## LESETEXT
------------------------------------------------------------------------
# taz.de -- Schlingensiefs Operndorf in Burkina Faso: Die Vision und ihre Wandlung
       
       > Vor zwölf Jahren gründete Christoph Schlingensief ein Operndorf in
       > Burkina Faso. Was daraus wurde, untersucht Sarah Hegenbart in einer
       > Studie.
       
 (IMG) Bild: Kinder und Jugendliche im Operndorf in Burkina Faso
       
       Man darf es fragen: Was ist aus dem [1][Operndorf geworden, dem Vermächtnis
       Christoph Schlingensiefs in der westafrikanischen Savanne]? Vor nunmehr
       zwölf Jahren hatte der umtriebige Regisseur und Aktionskünstler in Burkina
       Faso nordöstlich der Hauptstadt Ouagadougou einen Raum schaffen wollen, der
       die Konventionen und Sehgewohnheiten der europäischen Oper außer acht
       lassen und stattdessen die Verbindung von Kunst und Leben feiern wollte.
       
       Die Grundsteinlegung seines Operndorfs sollte Schlingensief im Februar 2010
       noch miterleben. Ein halbes Jahr später erlag er jedoch seiner
       Krebserkrankung. Bald darauf übernahm [2][seine Witwe Aino Laberenz die
       Verantwortung für das begonnene Großvorhaben].
       
       Inzwischen ist nun ein Buch erschienen, das dem Spannungsverhältnis
       zwischen der damaligen Vision Schlingensiefs und ihrer späteren
       Realisierung nachgeht. Geschrieben hat es die an der Technischen
       Universität München lehrende Kunsthistorikerin und Philosophin Sarah
       Hegenbart. „Oper der Ambiguitäten“ ist ein ambitioniertes Buch. Es setzt
       das Operndorf nicht nur in den Kontext der künstlerischen Arbeiten
       Schlingensiefs, aus denen, wie Hegenbart schreibt, das Operndorf als
       „logische Konsequenz“ hervorging.
------------------------------------------------------------------------
## GESTELLTE AUFGABE A
Gib aus dem Text über Schlingensiefs Operndorf die Stelle von „Man darf es“ bis „Leben feiern wollte.“ wortgetreu wieder.
## GESTELLTE AUFGABE B
Führe den Text über Schlingensiefs Operndorf bitte im Anschluss an seinen letzten Satz weiter.

## DATENAUSZUG
------------------------------------------------------------------------
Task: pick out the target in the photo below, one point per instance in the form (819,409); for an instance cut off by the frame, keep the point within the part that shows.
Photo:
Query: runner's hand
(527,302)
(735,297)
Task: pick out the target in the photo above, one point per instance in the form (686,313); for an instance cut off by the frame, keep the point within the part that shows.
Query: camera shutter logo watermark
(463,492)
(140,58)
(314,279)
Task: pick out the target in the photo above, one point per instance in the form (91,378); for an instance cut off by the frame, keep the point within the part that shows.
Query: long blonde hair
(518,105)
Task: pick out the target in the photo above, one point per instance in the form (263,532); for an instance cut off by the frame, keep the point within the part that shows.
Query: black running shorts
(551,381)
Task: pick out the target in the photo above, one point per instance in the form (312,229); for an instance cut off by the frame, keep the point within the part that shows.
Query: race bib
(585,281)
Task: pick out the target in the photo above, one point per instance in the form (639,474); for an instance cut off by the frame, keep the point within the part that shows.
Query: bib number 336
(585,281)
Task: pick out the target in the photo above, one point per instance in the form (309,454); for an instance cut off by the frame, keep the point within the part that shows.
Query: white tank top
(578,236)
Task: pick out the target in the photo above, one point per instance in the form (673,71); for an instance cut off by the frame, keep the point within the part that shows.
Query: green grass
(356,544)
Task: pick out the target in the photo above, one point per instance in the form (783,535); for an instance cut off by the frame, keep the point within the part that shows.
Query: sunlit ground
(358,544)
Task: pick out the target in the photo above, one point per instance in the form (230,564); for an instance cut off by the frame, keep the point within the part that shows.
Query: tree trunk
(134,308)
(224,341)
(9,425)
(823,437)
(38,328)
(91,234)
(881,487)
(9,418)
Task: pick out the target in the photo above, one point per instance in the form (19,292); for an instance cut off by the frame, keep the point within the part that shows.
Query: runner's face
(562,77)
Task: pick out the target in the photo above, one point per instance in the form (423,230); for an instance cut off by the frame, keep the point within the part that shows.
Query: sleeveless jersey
------------------------------------------------------------------------
## SCHRIFTLICHE ANTWORT A
Man darf es fragen: Was ist aus dem [1][Operndorf geworden, dem Vermächtnis
       Christoph Schlingensiefs in der westafrikanischen Savanne]? Vor nunmehr
       zwölf Jahren hatte der umtriebige Regisseur und Aktionskünstler in Burkina
       Faso nordöstlich der Hauptstadt Ouagadougou einen Raum schaffen wollen, der
       die Konventionen und Sehgewohnheiten der europäischen Oper außer acht
       lassen und stattdessen die Verbindung von Kunst und Leben feiern wollte.

## SCHRIFTLICHE ANTWORT B
       ## Wenig Interesse an der Bildungseinrichtung Operndorf
       
       Die Autorin bringt das Operndorf darüber hinaus auch in Zusammenhang mit
       dem Gesamtkunstwerkbegriff von Richard Wagner und dem kürzlich eröffneten
       [3][Humboldt Forum im wieder aufgebauten Berliner Stadtschloss]. Das
       Operndorf-Projekt aus kunstwissenschaftlicher Perspektive zu verstehen, hat
       sich Hegenbart zur Aufgabe gemacht.
       
       Wollte man es sich einfach machen, könnte man das heutige Operndorf eine
       Bildungs- und Kultureinrichtung nennen, in der 300 Grundschüler
       unterrichtet werden, deren Lehrplan um Kunstunterricht bereichert ist. An
       diesen Realitäten zeigt die Kunsthistorikerin jedoch wenig Interesse. Viel
       mehr gilt ihre Aufmerksamkeit dem ursprünglichen Ansatz Schlingensiefs,
       eine „Plattform zur Generierung von Bildern“ zu initiieren. Demnach sollte
       das Operndorf Bilder von Afrika produzieren, die anders sind als jene, die
       das Image des Kontinents in Europa prägen.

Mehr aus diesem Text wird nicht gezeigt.